• _SHORT PROBLEM_: Can you turn the material below into a JSON list of strings, with one string for each line and the blank lines left out?

## Begin

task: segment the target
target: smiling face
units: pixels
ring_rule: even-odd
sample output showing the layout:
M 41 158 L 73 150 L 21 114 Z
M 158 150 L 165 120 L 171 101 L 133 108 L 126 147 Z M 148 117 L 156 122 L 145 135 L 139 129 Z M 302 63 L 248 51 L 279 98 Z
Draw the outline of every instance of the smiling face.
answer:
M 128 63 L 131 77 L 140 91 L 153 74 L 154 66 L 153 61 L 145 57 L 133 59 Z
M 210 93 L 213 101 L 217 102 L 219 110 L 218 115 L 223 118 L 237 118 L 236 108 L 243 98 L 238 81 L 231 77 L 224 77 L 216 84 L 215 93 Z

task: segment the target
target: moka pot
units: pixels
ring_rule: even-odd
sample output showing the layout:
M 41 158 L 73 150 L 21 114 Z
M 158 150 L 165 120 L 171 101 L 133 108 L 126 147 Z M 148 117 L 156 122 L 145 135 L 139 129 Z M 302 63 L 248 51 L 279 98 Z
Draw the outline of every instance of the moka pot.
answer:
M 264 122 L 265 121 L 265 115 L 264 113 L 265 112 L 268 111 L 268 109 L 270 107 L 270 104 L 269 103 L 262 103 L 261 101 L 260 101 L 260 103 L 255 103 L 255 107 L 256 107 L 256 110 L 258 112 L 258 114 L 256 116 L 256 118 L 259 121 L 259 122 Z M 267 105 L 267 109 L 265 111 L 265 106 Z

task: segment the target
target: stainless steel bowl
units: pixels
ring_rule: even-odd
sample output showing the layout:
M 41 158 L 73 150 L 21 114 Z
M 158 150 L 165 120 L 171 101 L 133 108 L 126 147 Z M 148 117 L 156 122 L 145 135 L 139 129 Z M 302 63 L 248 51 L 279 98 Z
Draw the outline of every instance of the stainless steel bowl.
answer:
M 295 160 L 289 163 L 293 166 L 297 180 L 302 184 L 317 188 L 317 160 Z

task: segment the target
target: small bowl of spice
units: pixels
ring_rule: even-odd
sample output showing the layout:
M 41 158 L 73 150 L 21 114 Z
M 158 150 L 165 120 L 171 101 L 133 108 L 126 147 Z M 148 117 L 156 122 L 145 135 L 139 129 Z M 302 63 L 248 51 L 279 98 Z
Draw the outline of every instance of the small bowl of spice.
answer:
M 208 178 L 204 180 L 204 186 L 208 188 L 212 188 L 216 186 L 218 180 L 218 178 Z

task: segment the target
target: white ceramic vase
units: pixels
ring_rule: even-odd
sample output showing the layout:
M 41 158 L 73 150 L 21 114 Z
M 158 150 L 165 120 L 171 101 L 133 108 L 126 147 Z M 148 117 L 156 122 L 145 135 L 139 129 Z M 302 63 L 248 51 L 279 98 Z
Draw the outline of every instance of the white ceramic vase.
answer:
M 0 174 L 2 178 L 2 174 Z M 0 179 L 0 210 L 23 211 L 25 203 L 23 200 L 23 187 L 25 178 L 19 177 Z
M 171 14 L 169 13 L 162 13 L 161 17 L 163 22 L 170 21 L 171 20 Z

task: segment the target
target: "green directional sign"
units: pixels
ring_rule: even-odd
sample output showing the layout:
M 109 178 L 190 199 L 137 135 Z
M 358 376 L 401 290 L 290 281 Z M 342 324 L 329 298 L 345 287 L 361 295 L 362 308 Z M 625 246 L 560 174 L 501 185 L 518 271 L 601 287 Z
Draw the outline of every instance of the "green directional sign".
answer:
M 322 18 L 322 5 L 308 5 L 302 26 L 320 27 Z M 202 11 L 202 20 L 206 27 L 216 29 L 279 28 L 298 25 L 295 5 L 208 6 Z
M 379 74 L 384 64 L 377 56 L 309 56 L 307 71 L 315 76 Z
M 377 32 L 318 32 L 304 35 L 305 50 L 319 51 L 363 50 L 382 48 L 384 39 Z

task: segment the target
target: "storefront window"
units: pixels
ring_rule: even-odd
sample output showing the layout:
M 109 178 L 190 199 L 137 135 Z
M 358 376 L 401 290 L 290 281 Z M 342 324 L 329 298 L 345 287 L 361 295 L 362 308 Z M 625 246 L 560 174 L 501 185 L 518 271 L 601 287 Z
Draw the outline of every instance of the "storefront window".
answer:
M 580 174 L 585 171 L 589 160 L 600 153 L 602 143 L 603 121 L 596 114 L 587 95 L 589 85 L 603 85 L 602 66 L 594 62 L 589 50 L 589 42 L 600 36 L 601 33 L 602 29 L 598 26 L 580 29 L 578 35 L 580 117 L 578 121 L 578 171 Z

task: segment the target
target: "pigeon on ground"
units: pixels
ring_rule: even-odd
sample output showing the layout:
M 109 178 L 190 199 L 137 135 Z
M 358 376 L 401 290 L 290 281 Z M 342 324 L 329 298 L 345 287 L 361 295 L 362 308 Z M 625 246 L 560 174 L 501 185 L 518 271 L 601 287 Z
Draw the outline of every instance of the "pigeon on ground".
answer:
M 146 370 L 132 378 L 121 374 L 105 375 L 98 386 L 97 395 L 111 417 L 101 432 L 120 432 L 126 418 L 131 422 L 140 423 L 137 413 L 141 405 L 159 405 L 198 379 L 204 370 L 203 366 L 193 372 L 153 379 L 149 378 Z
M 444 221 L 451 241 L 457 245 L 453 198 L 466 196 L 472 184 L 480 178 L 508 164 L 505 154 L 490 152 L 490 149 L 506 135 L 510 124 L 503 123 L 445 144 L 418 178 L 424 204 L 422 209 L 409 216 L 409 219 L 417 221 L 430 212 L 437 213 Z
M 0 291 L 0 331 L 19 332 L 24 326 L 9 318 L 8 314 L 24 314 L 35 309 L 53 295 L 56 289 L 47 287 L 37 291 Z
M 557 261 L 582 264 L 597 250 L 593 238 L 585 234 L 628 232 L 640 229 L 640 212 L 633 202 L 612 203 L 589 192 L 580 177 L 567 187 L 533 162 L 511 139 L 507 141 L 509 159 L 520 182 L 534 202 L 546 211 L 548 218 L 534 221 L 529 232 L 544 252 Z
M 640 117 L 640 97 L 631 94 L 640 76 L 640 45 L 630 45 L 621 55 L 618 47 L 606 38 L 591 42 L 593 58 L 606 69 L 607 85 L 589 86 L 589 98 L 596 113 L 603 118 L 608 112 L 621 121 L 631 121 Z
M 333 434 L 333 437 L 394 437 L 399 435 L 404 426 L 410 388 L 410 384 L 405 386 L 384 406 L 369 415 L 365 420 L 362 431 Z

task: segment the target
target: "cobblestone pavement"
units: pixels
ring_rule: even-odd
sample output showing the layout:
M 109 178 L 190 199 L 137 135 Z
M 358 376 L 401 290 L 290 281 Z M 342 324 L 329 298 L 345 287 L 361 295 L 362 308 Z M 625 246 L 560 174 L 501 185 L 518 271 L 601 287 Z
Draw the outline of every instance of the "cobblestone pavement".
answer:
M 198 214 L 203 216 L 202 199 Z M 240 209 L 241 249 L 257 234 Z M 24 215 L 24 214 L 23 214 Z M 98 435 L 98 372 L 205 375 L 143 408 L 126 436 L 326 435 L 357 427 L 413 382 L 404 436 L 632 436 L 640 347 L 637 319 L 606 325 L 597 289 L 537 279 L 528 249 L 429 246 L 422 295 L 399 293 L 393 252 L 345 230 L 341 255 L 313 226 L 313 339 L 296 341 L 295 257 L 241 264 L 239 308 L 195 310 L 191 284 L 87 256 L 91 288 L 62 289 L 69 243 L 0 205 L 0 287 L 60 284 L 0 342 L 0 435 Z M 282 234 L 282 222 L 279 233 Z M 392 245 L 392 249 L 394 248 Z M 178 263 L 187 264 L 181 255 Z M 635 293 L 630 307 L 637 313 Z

## End

• _RESULT_:
[
  "task: segment the target",
  "target: smiling face",
  "units: pixels",
  "ring_rule: even-odd",
  "sample output showing the layout:",
  "M 41 158 L 73 150 L 21 114 Z",
  "M 158 150 L 165 120 L 171 101 L 133 108 L 126 147 Z M 148 117 L 156 122 L 145 135 L 139 129 Z M 302 63 L 248 51 L 279 98 Z",
  "Draw the outline of every instance of the smiling face.",
  "answer:",
  "M 128 63 L 131 77 L 140 91 L 153 74 L 154 66 L 153 61 L 145 57 L 133 59 Z",
  "M 210 93 L 213 101 L 217 102 L 219 110 L 218 115 L 223 118 L 237 118 L 236 108 L 243 98 L 238 81 L 231 77 L 224 77 L 216 84 L 215 93 Z",
  "task: segment the target",
  "target: moka pot",
  "units: pixels",
  "ring_rule: even-odd",
  "sample output showing the layout:",
  "M 41 158 L 73 150 L 21 114 Z",
  "M 158 150 L 165 120 L 171 101 L 133 108 L 126 147 Z M 148 117 L 156 122 L 145 135 L 139 129 Z M 302 63 L 248 51 L 279 98 Z",
  "Draw the outline of every instance of the moka pot.",
  "answer:",
  "M 264 122 L 265 121 L 265 115 L 264 113 L 265 112 L 268 111 L 268 109 L 270 107 L 270 104 L 269 103 L 262 103 L 261 101 L 260 101 L 260 103 L 255 103 L 255 107 L 256 107 L 256 110 L 258 112 L 258 114 L 256 116 L 256 118 L 259 121 L 259 122 Z M 267 105 L 267 109 L 265 111 L 265 106 Z",
  "task: segment the target",
  "target: stainless steel bowl",
  "units: pixels",
  "ring_rule: even-odd",
  "sample output showing the layout:",
  "M 41 158 L 73 150 L 21 114 Z",
  "M 158 150 L 165 120 L 171 101 L 133 108 L 126 147 Z M 148 117 L 156 122 L 145 135 L 139 129 Z M 302 63 L 248 51 L 279 98 Z",
  "Draw the outline of every instance of the stainless steel bowl.",
  "answer:",
  "M 295 160 L 289 163 L 293 166 L 297 180 L 302 184 L 317 188 L 317 160 Z",
  "task: segment the target",
  "target: small bowl of spice",
  "units: pixels",
  "ring_rule: even-odd",
  "sample output showing the layout:",
  "M 41 158 L 73 150 L 21 114 Z",
  "M 158 150 L 165 120 L 171 101 L 133 108 L 126 147 Z M 148 117 L 156 122 L 145 135 L 139 129 Z M 302 63 L 248 51 L 279 98 Z",
  "Draw the outline of every instance of the small bowl of spice.",
  "answer:",
  "M 208 178 L 204 180 L 204 186 L 208 188 L 212 188 L 216 186 L 218 180 L 218 178 Z",
  "task: segment the target",
  "target: white ceramic vase",
  "units: pixels",
  "ring_rule: even-odd",
  "sample output showing the layout:",
  "M 41 158 L 73 150 L 21 114 Z",
  "M 158 150 L 165 120 L 171 101 L 133 108 L 126 147 Z M 148 117 L 156 122 L 145 135 L 139 129 Z M 302 63 L 248 51 L 279 98 Z",
  "Draw the outline of every instance of the white ceramic vase.",
  "answer:",
  "M 0 174 L 2 178 L 2 174 Z M 0 179 L 0 210 L 23 211 L 25 203 L 23 200 L 23 187 L 25 178 L 19 177 Z",
  "M 171 14 L 169 13 L 162 13 L 161 17 L 163 22 L 170 21 L 171 20 Z",
  "task: segment the target",
  "target: \"green directional sign\"",
  "units: pixels",
  "ring_rule: even-odd",
  "sample output showing the layout:",
  "M 109 178 L 190 199 L 137 135 Z",
  "M 358 376 L 401 290 L 290 281 Z M 342 324 L 329 298 L 345 287 L 361 295 L 362 308 Z M 625 246 L 560 174 L 501 185 L 518 271 L 601 287 Z",
  "Draw the outline of every instance of the \"green directional sign\".",
  "answer:",
  "M 322 18 L 322 5 L 308 5 L 302 26 L 320 27 Z M 202 11 L 202 20 L 206 27 L 216 29 L 279 28 L 298 25 L 295 5 L 208 6 Z",
  "M 379 74 L 384 64 L 377 56 L 309 56 L 307 71 L 315 76 Z",
  "M 377 32 L 318 32 L 304 35 L 305 50 L 319 51 L 363 50 L 382 48 L 384 39 Z",
  "task: segment the target",
  "target: \"storefront window\"",
  "units: pixels",
  "ring_rule: even-odd",
  "sample output showing the layout:",
  "M 109 178 L 190 199 L 137 135 Z",
  "M 358 376 L 401 290 L 290 281 Z M 342 324 L 329 298 L 345 287 L 361 295 L 362 308 Z M 625 246 L 560 174 L 501 185 L 518 271 L 601 287 Z",
  "Draw the outline of every instance of the \"storefront window\".",
  "answer:",
  "M 580 174 L 585 171 L 589 160 L 600 153 L 602 143 L 603 121 L 596 114 L 587 95 L 589 85 L 603 85 L 602 66 L 594 62 L 589 50 L 589 42 L 600 36 L 601 33 L 602 29 L 598 26 L 580 29 L 578 35 L 580 117 L 578 121 L 578 171 Z",
  "task: segment the target",
  "target: \"pigeon on ground\"",
  "units: pixels",
  "ring_rule: even-odd",
  "sample output showing the layout:",
  "M 109 178 L 190 199 L 137 135 Z",
  "M 358 376 L 401 290 L 290 281 Z M 342 324 L 329 298 L 345 287 L 361 295 L 362 308 Z M 625 246 L 560 174 L 501 185 L 518 271 L 601 287 Z",
  "Draw the outline of every instance of the \"pigeon on ground\".",
  "answer:",
  "M 146 370 L 132 378 L 121 374 L 105 375 L 98 386 L 97 395 L 111 417 L 101 432 L 120 432 L 126 418 L 131 422 L 140 423 L 137 413 L 141 405 L 159 405 L 198 379 L 204 370 L 203 366 L 193 372 L 153 379 L 149 378 Z",
  "M 444 221 L 451 241 L 457 245 L 453 198 L 466 196 L 472 184 L 480 178 L 508 164 L 505 154 L 490 152 L 490 149 L 506 135 L 510 124 L 503 123 L 445 144 L 418 178 L 424 204 L 422 209 L 409 216 L 409 219 L 417 221 L 430 212 L 437 213 Z",
  "M 0 291 L 0 331 L 19 332 L 24 326 L 9 318 L 8 314 L 24 314 L 35 309 L 53 295 L 56 289 L 47 287 L 37 291 Z",
  "M 557 261 L 582 264 L 597 250 L 593 238 L 585 234 L 628 232 L 640 229 L 640 212 L 633 202 L 612 203 L 589 192 L 580 177 L 567 187 L 533 162 L 511 139 L 507 141 L 509 159 L 520 182 L 534 202 L 546 211 L 548 218 L 534 221 L 529 232 L 544 252 Z",
  "M 640 117 L 640 97 L 631 94 L 640 76 L 640 45 L 630 45 L 621 55 L 618 47 L 606 38 L 591 42 L 593 58 L 606 69 L 607 85 L 589 86 L 589 98 L 596 113 L 603 118 L 608 112 L 621 121 L 631 121 Z",
  "M 333 434 L 333 437 L 394 437 L 399 435 L 404 426 L 410 388 L 410 384 L 405 386 L 384 406 L 369 415 L 365 420 L 362 431 Z",
  "task: segment the target",
  "target: \"cobblestone pavement\"",
  "units: pixels",
  "ring_rule: even-odd",
  "sample output showing the layout:",
  "M 109 178 L 190 199 L 137 135 Z",
  "M 358 376 L 401 290 L 290 281 Z M 342 324 L 329 298 L 345 287 L 361 295 L 362 308 Z M 625 246 L 560 174 L 501 185 L 518 271 L 601 287 Z",
  "Draw the outline of every instance of the \"cobblestone pavement\".",
  "answer:",
  "M 198 214 L 203 216 L 202 199 Z M 240 209 L 241 249 L 257 234 Z M 24 215 L 24 214 L 23 214 Z M 98 435 L 98 372 L 205 375 L 143 408 L 126 436 L 326 435 L 357 427 L 413 382 L 404 436 L 632 436 L 640 347 L 637 319 L 606 325 L 597 289 L 537 279 L 528 249 L 429 246 L 422 295 L 399 293 L 393 252 L 345 230 L 341 255 L 313 226 L 313 339 L 296 341 L 295 257 L 241 264 L 239 308 L 195 310 L 191 284 L 87 256 L 91 288 L 62 289 L 69 243 L 0 205 L 0 287 L 60 284 L 0 342 L 0 435 Z M 282 234 L 282 222 L 279 233 Z M 392 245 L 392 249 L 394 248 Z M 178 263 L 187 264 L 181 255 Z M 635 293 L 630 307 L 637 313 Z"
]